EXCERPTED TEXT >>
# Reasons why a husband wants sex with his wife.....



## Therealbrighteyes (Feb 11, 2010)

So, I posted reasons why women don't want sex with their husbands and a solutions list to resolve this as well. Alot of women were curious why some men do not want sex with their wives but I would like to spin that from the negative and turn it more in to the positive. Call me the female Dan Savage. So ladies, if you see you are lacking in this list, this might be your key to a happier sex life.

To preface, these are 4 married men and one divorced man. 2 are happily married for over 12 years, 1 is unhappily married for 7 and another is divorced but in a serious 3 year relationship. The last is my BIL who is dealing with his wife's infidelity. Married 10 years and struggling. They often call me or email me for advice as I have known most of them for over 20 years and they are very close friends of my husband and yes he knows they all ask for advice.

DATASET EXCERPT >>
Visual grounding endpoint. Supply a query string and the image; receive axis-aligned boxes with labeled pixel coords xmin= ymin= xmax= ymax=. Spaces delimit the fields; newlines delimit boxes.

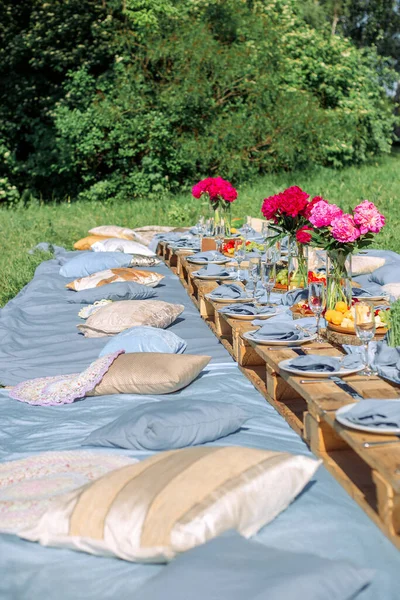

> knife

GIVEN EXERCISE >> From the forum post about why husbands want sex with their wives, print everything from "So, I posted" down to "ask for advice.".

RESPONSE FOR THIS EXERCISE >>
So, I posted reasons why women don't want sex with their husbands and a solutions list to resolve this as well. Alot of women were curious why some men do not want sex with their wives but I would like to spin that from the negative and turn it more in to the positive. Call me the female Dan Savage. So ladies, if you see you are lacking in this list, this might be your key to a happier sex life.

To preface, these are 4 married men and one divorced man. 2 are happily married for over 12 years, 1 is unhappily married for 7 and another is divorced but in a serious 3 year relationship. The last is my BIL who is dealing with his wife's infidelity. Married 10 years and struggling. They often call me or email me for advice as I have known most of them for over 20 years and they are very close friends of my husband and yes he knows they all ask for advice.